= WHAT IS REQUIRED =
Locate each line in the entries below that contains the word "dark" and copy those lines. Case counts.

[Dataset records]
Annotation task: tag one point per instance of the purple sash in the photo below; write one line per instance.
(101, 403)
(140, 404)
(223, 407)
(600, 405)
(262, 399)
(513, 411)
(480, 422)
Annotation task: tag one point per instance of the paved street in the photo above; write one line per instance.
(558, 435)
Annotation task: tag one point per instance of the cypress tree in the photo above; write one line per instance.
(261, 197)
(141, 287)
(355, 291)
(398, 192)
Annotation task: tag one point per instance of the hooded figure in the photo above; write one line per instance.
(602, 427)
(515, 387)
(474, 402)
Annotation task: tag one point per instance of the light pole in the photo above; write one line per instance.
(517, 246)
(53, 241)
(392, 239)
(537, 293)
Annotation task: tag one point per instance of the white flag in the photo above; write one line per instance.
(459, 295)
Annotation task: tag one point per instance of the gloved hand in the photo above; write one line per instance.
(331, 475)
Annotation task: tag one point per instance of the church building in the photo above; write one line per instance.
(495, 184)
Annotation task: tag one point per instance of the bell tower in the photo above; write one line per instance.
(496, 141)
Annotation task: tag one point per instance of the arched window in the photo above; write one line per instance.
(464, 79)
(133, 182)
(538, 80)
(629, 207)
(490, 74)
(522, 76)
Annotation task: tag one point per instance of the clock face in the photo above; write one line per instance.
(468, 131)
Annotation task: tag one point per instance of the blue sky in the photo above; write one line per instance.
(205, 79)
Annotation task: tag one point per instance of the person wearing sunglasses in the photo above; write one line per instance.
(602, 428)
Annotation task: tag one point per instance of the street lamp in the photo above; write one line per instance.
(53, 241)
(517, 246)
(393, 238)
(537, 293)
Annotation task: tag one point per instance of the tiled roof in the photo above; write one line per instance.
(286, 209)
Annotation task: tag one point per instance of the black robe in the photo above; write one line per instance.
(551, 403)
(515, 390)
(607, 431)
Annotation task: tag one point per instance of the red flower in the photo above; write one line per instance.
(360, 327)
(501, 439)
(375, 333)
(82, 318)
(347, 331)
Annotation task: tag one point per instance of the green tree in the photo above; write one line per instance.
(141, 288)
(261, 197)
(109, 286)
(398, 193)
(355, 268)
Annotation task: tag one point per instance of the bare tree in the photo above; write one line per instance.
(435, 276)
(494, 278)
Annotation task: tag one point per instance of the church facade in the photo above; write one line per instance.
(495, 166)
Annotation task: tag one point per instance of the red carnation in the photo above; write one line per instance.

--

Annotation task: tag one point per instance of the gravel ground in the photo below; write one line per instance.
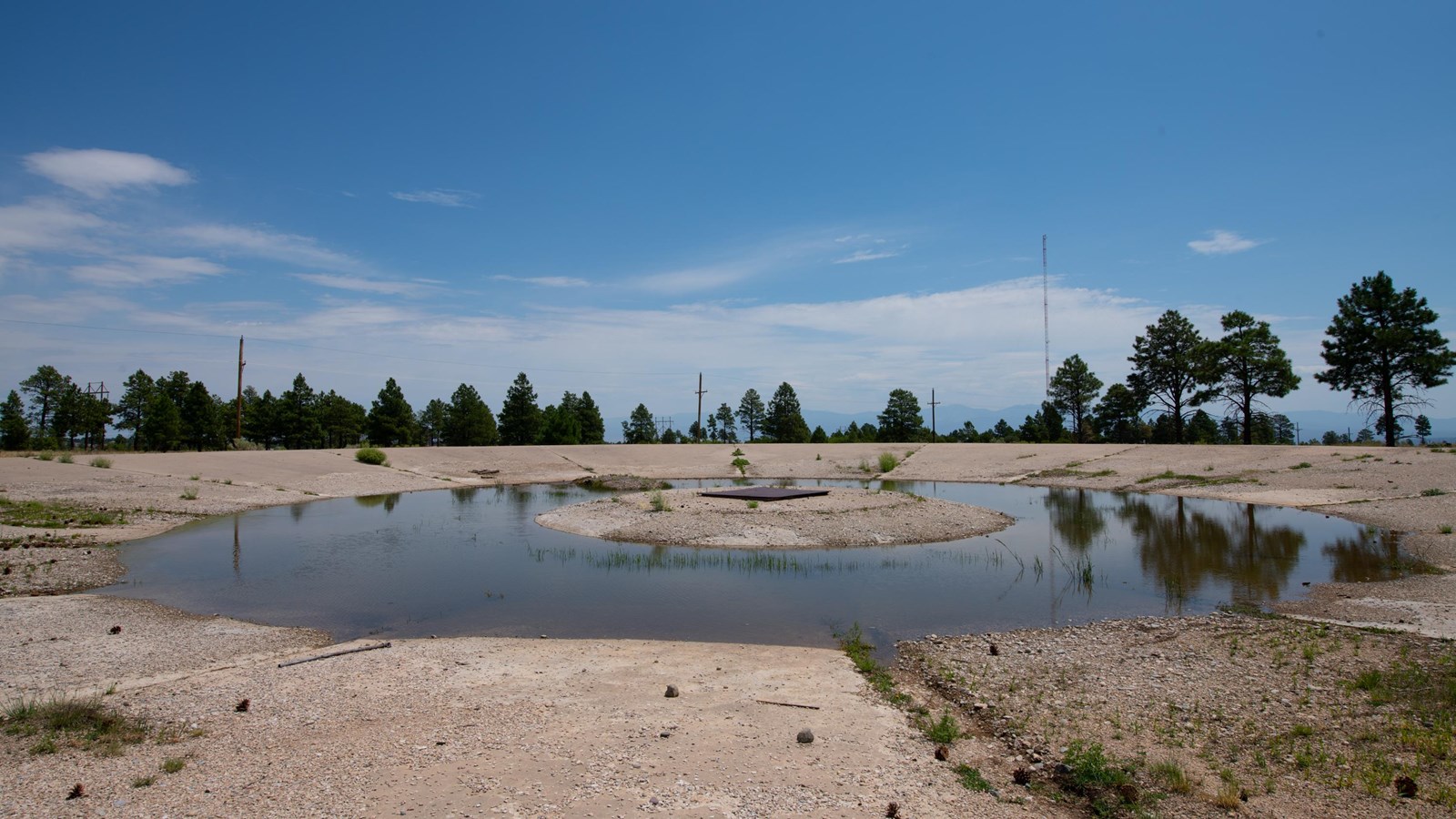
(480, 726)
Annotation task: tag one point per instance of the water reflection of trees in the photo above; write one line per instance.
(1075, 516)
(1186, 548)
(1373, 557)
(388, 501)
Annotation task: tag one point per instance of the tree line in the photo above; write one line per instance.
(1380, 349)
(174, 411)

...

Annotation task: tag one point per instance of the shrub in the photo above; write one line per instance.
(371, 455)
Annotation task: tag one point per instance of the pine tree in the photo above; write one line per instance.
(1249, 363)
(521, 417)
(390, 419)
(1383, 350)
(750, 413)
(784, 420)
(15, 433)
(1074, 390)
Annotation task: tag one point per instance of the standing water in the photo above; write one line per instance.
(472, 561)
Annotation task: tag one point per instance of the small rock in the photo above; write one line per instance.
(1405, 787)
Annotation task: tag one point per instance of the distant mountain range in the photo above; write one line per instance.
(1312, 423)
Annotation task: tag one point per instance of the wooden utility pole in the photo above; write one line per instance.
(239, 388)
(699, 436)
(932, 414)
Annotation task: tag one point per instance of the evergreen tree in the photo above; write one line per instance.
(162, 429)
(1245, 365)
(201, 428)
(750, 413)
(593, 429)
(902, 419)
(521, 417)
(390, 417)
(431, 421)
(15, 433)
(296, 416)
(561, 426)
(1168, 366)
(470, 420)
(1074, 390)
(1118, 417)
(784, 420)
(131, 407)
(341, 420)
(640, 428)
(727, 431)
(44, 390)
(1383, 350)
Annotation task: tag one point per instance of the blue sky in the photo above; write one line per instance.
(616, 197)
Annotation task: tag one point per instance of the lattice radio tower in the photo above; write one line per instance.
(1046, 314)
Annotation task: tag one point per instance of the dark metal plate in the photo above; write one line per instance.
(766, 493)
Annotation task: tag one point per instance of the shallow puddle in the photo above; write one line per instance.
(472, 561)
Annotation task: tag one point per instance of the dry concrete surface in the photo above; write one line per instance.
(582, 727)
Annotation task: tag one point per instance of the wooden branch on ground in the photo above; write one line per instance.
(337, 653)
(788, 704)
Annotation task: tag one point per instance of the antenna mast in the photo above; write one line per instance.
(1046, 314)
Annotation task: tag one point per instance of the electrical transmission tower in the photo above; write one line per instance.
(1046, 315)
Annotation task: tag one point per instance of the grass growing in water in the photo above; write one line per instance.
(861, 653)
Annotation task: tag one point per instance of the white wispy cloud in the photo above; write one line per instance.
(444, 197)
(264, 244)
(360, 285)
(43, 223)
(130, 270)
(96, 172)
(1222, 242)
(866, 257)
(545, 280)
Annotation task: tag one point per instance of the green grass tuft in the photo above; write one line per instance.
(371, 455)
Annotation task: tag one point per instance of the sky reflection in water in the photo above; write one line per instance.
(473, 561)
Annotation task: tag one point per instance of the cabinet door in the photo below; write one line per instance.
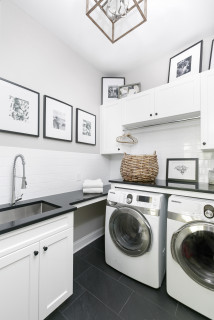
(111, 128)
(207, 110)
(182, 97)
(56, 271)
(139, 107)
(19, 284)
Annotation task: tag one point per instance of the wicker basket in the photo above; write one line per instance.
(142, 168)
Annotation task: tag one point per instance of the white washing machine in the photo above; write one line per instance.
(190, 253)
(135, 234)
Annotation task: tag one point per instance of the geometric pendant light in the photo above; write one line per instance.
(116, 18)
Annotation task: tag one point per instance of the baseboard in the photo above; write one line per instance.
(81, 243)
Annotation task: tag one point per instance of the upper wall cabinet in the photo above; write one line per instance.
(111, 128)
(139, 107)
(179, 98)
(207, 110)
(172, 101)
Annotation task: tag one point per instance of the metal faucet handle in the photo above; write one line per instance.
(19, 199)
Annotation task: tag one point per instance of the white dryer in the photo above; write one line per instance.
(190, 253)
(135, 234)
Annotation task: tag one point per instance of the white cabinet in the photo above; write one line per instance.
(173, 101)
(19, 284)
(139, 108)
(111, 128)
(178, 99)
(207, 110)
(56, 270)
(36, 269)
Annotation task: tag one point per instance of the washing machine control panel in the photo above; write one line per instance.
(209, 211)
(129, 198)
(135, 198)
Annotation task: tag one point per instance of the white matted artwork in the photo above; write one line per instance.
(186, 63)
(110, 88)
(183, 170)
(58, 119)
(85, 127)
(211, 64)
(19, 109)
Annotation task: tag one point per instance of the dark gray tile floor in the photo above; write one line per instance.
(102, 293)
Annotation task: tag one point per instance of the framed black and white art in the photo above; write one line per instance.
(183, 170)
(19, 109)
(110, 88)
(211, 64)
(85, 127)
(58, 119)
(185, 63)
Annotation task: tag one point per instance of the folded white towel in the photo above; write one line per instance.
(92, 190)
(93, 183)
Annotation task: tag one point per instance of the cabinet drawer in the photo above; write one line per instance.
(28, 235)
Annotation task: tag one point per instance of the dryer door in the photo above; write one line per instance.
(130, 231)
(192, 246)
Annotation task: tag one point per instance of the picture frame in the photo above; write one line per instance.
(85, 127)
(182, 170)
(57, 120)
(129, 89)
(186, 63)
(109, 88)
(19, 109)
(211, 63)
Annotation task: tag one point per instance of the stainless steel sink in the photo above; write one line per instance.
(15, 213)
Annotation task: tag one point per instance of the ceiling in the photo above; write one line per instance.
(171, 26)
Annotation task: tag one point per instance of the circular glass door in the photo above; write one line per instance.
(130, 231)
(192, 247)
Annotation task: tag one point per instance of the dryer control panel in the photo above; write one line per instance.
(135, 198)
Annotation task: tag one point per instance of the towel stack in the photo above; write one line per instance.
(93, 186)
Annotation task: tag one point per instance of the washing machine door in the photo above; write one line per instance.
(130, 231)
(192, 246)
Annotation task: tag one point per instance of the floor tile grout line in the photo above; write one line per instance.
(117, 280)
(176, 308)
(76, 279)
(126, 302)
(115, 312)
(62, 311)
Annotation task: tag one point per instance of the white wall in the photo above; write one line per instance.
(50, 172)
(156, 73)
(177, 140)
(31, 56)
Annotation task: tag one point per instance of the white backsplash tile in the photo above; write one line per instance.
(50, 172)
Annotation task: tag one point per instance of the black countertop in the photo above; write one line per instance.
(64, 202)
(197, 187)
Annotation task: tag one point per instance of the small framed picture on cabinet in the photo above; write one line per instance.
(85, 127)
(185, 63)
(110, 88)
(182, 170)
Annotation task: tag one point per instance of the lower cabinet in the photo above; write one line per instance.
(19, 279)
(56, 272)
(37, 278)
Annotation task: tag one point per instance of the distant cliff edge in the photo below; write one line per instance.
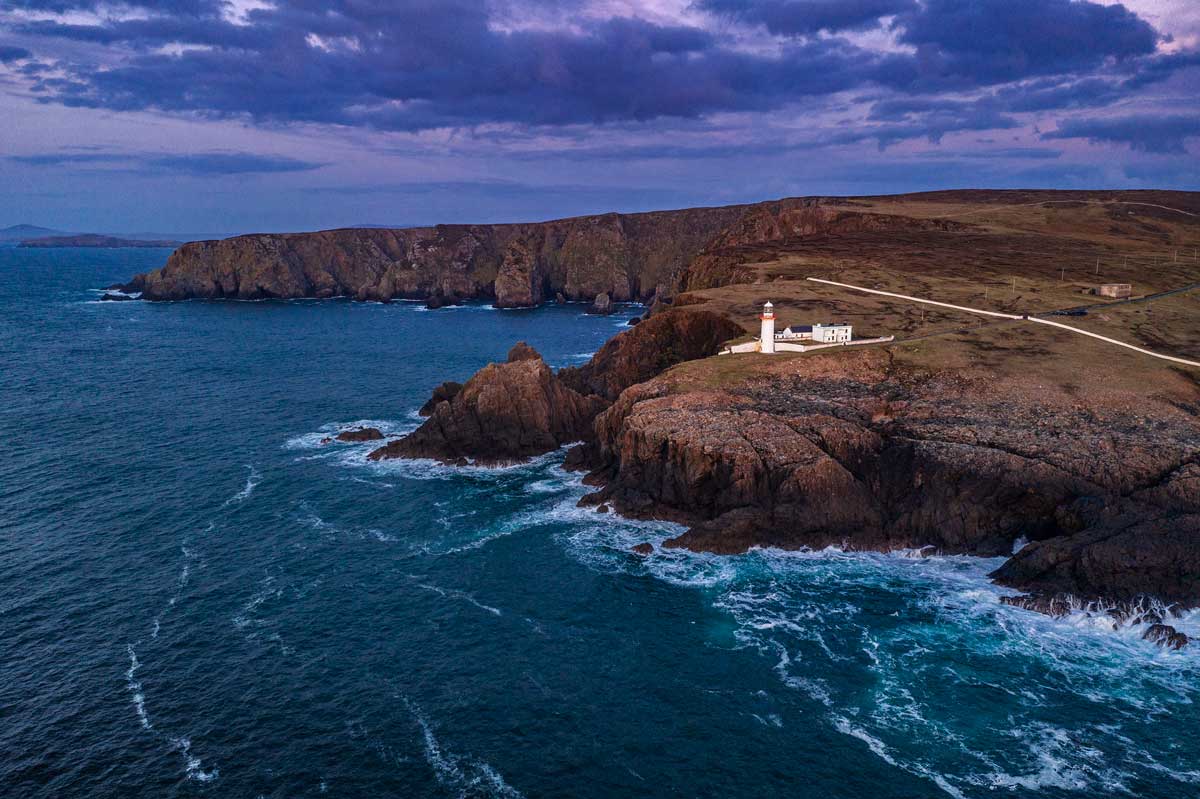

= ANSWER FOR THIS EXERCISE =
Annotation task: tag one point per instance of the dark metal plate in the photo above; write one line per instance.
Annotation task: tag one point per instance of the dark gray tile floor in the photo above; write one line per instance.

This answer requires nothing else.